Text block
..........
Why Do So Many Look Down on Hard Work and Refuse to Get Their Hands Dirty?
The late US Supreme Court Justice William J. Brennan, Jr., wrote that “there are no menial jobs, only menial attitudes.”
Brennan died a few years before Discovery Channel launched its hit reality show Dirty Jobs, but he would certainly have approved.
The show, which ran from 2003 until 2012, followed its indefatigable host Mike Rowe as he carried out a range of difficult — often disgusting and messy — tasks, alongside ordinary people for whom these tasks were their everyday jobs in real life.
Introducing his role in each episode, Rowe would begin by saying, “I explore the country looking for people who aren’t afraid to get dirty — hard-working men and women who earn an honest living doing the kinds of jobs that make civilized life possible for the rest of us.”
Over the course of numerous seasons, Rowe investigated a diverse assortment of such jobs in almost 170 episodes — apprenticing himself to sewer inspectors, pig farmers, hot-tar roofers, sludge recyclers, high-rise window cleaners, pest exterminators, a hippopotamus keeper, and bat-poop collectors — among many others.
Some of the jobs were so hideous that even Rowe recoiled. One episode saw him testing a “shark suit,” a steel mesh body suit made from several hundred thousand tiny metal rings, meant to protect its wearer from shark bites. Having attracted dozens of sharks by dumping a pool of blood and fish bits into the sea, Rowe jumped in.
“The sharks come in, and you let them bite you,” he later told an interviewer. “If you live, the suit works. If you don’t, it’s unfortunate.”
For Rowe, this was a one-off event; for the suit’s manufacturer, the live test is a crucial part of the process that enables them to bring their product to market.
After the series was canceled by Discovery, Rowe was asked which had been the most difficult assignment of all. He replied that he had found “catfish noodling” (don’t ask!) very challenging, although “for epic, monumental dirtiness, the bat cave wins.” But he then revealed that in terms of “pure exhaustion,” indoor demolition and being a house mover were the jobs he had found most challenging of all.
Catfish noodling and collecting bat feces can hardly be considered mainstream, but indoor demolition and house moving certainly are. Both of them are vital to the regular functioning of our day-to-day lives, along with garbage collection, sewer maintenance, animal farming and slaughter, as well as the many other unpleasant tasks we all rely upon to live our lives, but with which we have no meaningful contact.
Rowe’s mission was to wake us up to this undeniable reality.
As it happens, this idea is embedded into the heart of the Jewish faith. The Torah portion of Chukkat begins with the curious phenomenon known as “para aduma.” A red-haired cow was burned, and the ashes were later used in a carefully choreographed ritual process to purify those who had come into contact with a dead body. Oddly enough, everyone involved in the preparation of the ashes would themselves become impure, albeit at a lower grade than those the ashes were aimed at purifying.
The commentaries all acknowledge this strange anomaly as emblematic of the unfathomable nature of the strange commandment. After all, it is exceptionally odd that the very people who ensure the purification of the impure would themselves become impure.
..........
Activity list
1. Decide whether each statement agrees with the text on Dirty Jobs, answering yes or no and quoting the words from the text that settle it: (a) The show ran from 2003 until 2012. (b) Rowe named the bat cave as the most exhausting job. (c) The people who prepared the red cow's ashes stayed pure.
2. Answer these questions using the text on Dirty Jobs:
(a) Who wrote that "there are no menial jobs, only menial attitudes"?
(b) What was the shark suit made from?
(c) Which Torah portion begins with "para aduma"?

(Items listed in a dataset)
..........
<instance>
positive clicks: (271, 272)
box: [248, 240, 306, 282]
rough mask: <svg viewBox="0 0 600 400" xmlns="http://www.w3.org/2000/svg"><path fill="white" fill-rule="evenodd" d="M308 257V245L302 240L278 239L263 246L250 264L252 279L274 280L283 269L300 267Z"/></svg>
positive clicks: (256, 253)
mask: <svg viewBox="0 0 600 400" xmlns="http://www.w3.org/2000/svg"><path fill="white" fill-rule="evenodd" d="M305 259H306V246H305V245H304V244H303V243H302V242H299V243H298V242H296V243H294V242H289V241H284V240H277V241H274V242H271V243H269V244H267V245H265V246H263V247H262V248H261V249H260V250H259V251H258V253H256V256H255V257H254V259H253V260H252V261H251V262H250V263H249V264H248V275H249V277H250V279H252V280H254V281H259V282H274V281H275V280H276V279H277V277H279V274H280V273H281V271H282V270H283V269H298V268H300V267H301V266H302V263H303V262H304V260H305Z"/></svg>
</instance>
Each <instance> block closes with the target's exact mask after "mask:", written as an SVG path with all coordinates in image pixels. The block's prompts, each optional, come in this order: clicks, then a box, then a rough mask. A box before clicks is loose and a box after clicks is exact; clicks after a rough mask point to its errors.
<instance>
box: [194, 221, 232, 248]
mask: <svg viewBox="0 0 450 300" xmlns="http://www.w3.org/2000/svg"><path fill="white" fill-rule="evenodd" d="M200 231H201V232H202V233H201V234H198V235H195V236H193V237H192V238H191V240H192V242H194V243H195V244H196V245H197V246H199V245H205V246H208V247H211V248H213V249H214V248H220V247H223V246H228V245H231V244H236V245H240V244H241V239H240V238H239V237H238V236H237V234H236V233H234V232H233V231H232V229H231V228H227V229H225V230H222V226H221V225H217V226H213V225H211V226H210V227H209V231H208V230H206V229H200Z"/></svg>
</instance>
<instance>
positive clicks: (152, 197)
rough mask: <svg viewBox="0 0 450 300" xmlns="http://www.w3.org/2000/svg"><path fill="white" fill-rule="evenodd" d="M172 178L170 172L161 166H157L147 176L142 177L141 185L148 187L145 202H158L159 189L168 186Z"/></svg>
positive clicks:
..........
Answers by task
1.
(a) Yes: "The show, which ran from 2003 until 2012"
(b) No: "in terms of “pure exhaustion,” indoor demolition and being a house mover were the jobs he had found most challenging of all"
(c) No: "everyone involved in the preparation of the ashes would themselves become impure"

2.
(a) The late US Supreme Court Justice William J. Brennan, Jr.
(b) Several hundred thousand tiny metal rings, forming a steel mesh body suit.
(c) Chukkat.